Arrange the data from the line with "Pin each instance of the stainless steel range hood" up to and including the line with "[[42, 60], [217, 42]]" as a numbered list. Skip blank lines and leave out the pictures.
--- Start PROVIDED RECORDS ---
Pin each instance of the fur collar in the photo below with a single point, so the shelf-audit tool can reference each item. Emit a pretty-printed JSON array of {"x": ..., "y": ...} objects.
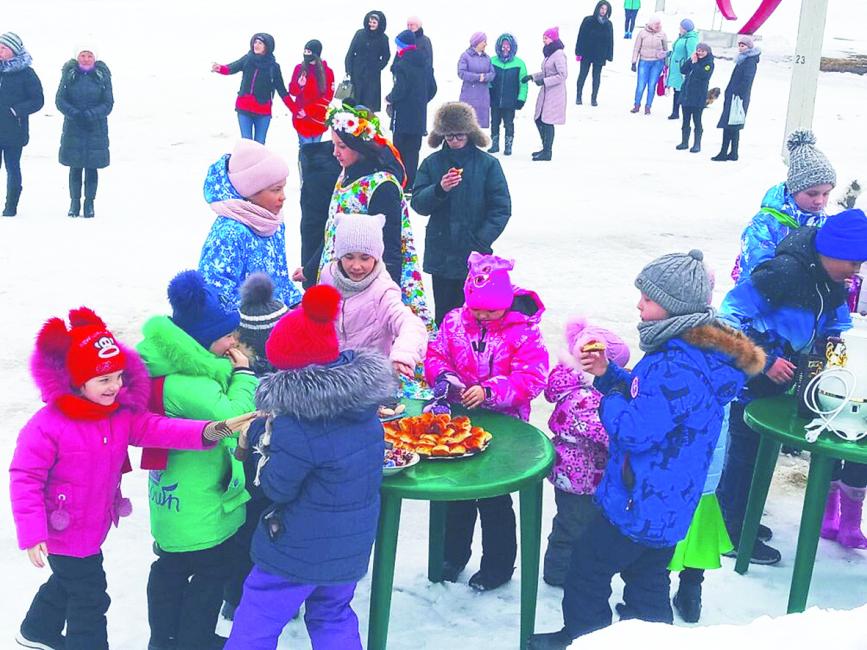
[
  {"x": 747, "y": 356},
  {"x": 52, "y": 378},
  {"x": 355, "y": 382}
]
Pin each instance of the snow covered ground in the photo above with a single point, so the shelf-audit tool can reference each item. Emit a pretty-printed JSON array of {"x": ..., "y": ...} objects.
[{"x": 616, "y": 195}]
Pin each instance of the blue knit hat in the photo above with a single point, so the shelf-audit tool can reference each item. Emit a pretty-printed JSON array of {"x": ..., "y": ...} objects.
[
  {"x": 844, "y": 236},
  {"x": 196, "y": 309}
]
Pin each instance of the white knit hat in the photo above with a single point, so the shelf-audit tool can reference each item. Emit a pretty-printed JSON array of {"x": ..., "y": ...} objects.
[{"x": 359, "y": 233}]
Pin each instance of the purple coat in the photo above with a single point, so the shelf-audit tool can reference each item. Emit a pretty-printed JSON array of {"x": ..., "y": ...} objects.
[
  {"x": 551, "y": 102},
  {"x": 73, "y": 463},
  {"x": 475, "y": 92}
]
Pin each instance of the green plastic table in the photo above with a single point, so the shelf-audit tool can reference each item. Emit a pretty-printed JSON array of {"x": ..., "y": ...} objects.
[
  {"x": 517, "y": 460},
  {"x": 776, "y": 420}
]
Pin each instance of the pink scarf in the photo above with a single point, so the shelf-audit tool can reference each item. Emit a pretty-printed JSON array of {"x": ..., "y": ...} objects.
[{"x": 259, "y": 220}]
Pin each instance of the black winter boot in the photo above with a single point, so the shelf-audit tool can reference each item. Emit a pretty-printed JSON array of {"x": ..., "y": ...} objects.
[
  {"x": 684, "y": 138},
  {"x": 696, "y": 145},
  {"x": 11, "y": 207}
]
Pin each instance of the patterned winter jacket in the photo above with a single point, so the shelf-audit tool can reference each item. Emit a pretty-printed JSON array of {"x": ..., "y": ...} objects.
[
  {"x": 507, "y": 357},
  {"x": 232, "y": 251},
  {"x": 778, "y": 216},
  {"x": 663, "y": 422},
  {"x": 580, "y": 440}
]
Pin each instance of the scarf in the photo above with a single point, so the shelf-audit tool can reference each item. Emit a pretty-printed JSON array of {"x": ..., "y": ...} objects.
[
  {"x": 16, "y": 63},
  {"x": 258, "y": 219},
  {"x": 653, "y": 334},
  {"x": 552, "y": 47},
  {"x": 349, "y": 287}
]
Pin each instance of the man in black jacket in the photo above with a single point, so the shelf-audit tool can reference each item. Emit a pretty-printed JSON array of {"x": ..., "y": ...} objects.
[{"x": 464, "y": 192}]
--- End PROVIDED RECORDS ---
--- Start PROVIDED RECORDS ---
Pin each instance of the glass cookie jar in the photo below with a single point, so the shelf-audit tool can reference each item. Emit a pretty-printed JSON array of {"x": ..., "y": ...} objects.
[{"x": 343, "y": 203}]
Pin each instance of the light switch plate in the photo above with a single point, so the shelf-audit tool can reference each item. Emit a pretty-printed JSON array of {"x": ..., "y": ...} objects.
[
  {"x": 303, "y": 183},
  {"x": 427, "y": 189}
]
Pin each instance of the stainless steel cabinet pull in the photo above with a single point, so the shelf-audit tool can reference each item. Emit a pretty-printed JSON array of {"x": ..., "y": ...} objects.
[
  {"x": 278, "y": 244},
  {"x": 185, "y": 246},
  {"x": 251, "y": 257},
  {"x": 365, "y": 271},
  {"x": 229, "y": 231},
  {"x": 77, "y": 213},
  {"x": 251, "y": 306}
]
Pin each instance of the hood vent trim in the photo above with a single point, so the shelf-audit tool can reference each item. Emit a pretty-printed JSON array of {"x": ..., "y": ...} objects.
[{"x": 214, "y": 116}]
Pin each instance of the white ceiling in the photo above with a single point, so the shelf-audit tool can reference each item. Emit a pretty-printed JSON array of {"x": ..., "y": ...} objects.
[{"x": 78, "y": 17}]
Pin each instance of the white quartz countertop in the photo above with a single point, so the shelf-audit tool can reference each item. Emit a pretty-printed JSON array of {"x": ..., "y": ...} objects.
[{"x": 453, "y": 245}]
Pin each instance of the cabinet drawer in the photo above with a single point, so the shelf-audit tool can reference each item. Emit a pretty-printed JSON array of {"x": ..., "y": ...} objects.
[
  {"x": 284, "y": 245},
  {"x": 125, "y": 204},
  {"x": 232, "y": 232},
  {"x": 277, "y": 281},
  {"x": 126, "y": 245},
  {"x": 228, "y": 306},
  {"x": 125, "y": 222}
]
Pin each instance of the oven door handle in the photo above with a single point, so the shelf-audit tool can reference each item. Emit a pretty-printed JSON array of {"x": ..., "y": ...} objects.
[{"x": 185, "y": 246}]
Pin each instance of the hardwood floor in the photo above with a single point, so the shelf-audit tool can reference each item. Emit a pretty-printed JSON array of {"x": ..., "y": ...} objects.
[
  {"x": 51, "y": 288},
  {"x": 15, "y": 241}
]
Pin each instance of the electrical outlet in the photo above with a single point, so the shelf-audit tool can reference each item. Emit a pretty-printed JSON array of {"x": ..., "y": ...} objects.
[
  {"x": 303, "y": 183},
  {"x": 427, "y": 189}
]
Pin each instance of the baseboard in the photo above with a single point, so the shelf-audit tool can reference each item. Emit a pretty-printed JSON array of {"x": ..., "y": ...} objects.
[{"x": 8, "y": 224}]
--- End PROVIDED RECORDS ---
--- Start PROVIDED RECORDS ---
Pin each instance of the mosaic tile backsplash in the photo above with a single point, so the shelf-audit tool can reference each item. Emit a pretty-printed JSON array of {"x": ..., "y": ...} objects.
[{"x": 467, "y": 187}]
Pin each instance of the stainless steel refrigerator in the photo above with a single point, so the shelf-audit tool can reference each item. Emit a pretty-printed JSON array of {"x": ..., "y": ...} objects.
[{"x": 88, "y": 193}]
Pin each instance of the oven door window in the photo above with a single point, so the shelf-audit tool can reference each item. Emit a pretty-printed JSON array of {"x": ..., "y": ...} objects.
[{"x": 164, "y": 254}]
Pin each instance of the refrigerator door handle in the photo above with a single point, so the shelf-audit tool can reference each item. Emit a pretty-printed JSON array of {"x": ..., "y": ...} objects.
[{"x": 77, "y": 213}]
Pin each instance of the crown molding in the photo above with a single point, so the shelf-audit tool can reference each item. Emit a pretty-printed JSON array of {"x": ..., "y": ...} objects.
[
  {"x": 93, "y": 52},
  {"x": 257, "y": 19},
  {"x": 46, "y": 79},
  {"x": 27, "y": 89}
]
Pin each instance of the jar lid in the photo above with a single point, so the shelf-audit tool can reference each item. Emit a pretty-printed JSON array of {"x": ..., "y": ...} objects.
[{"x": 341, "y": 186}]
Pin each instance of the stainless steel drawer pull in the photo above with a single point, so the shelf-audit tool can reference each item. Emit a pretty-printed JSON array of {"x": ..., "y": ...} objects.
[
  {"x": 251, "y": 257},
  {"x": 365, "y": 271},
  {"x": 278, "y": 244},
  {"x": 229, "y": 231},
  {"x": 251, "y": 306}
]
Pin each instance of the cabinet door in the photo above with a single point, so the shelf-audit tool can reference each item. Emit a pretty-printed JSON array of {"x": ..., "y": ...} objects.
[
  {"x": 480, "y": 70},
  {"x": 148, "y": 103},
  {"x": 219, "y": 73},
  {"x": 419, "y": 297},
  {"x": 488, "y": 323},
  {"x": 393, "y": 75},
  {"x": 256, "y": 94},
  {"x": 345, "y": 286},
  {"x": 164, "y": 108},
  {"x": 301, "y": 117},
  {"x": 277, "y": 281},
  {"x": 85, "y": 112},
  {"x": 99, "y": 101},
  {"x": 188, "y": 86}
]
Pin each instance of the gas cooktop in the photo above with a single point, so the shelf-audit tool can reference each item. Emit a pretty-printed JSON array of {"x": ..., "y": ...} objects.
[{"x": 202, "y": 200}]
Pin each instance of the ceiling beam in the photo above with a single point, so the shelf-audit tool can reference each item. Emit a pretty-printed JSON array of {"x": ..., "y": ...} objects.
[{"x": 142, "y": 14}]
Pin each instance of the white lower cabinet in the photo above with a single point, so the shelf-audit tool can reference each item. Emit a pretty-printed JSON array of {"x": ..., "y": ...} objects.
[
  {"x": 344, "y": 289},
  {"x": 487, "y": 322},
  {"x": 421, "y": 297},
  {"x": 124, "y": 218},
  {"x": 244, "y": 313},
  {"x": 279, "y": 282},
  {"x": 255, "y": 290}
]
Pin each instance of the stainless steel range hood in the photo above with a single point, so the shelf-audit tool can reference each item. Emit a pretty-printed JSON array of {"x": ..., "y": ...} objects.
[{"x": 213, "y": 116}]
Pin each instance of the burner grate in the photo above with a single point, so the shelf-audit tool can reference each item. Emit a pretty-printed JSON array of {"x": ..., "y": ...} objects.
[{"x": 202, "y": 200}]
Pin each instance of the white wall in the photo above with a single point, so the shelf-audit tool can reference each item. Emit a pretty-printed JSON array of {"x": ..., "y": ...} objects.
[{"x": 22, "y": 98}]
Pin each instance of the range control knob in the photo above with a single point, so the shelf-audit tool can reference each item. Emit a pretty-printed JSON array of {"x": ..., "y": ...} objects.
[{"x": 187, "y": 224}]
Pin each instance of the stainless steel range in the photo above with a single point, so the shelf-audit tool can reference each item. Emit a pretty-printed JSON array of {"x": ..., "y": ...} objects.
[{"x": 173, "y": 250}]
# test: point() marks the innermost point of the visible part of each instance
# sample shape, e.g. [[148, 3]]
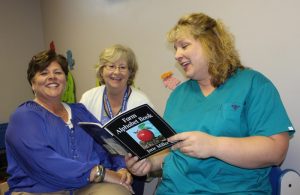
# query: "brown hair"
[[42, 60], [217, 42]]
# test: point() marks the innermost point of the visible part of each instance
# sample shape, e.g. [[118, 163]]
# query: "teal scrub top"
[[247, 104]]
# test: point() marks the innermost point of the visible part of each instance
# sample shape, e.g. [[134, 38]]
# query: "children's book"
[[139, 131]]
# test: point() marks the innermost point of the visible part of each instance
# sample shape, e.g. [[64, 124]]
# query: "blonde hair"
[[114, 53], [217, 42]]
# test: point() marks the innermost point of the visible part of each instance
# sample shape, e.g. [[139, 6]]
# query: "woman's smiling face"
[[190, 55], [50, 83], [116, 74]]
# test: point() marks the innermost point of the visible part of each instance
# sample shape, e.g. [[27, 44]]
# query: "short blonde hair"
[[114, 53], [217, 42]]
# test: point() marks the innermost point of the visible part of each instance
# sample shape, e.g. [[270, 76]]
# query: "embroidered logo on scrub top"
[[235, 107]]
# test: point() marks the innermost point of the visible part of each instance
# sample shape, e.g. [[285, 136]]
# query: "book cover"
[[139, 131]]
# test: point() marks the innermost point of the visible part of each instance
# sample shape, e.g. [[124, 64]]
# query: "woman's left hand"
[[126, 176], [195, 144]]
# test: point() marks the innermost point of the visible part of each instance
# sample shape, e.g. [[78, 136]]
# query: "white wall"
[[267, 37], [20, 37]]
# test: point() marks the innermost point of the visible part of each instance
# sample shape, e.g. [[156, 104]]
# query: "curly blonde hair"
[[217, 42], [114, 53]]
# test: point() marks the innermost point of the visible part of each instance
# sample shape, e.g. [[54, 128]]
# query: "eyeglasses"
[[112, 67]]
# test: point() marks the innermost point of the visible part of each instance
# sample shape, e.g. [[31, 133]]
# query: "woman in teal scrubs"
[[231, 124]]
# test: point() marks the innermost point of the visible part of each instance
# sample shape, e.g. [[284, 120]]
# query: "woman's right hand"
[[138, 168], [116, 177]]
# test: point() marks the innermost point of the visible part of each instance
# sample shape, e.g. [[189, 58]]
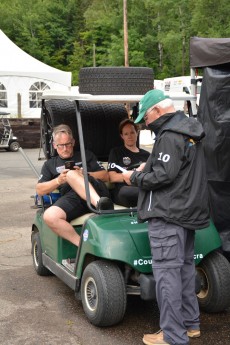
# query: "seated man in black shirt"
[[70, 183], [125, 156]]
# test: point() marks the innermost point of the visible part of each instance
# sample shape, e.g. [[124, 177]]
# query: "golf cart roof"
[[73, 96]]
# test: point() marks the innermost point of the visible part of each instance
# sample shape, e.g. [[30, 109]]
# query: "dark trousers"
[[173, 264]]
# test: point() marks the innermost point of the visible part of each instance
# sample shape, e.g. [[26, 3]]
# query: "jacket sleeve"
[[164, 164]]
--- End PROVIDED RECORDS ---
**COMPLETED TASK:**
1. Pin each instance of the stainless steel range hood in the photo above with a single point, so the shelf-audit tool can reference each item. Emit a pretty-printed JSON array of {"x": ..., "y": ...} objects.
2. [{"x": 213, "y": 116}]
3. Pin each instance of the burner grate in the photo above with a single point, so the shelf-audit tool can reference each item. Emit a pretty-printed JSON array of {"x": ..., "y": ...} objects.
4. [{"x": 202, "y": 200}]
5. Pin each instance of the white wall in the photo above with a single point, so the shelf-audit tool can reference each item. Emit a pretty-printed JSON array of {"x": ..., "y": ...} objects.
6. [{"x": 22, "y": 98}]
7. Pin each instance of the range control knob in the photo above with a single point, so the shelf-audit tool can reference each item. Emit a pretty-printed JSON array of {"x": ..., "y": ...} objects.
8. [{"x": 187, "y": 224}]
9. Pin each instance of the stainless steel range in the photo above with a single point, so the shelf-audit tool can reference each item. Emit a pretty-printed JSON array of {"x": ..., "y": ...} objects.
10. [{"x": 173, "y": 250}]
11. # test: point() marks the innermost point of the visible part of each instance
12. # sample shape, e.g. [[148, 3]]
13. # query: "brown hair"
14. [[42, 60], [217, 42]]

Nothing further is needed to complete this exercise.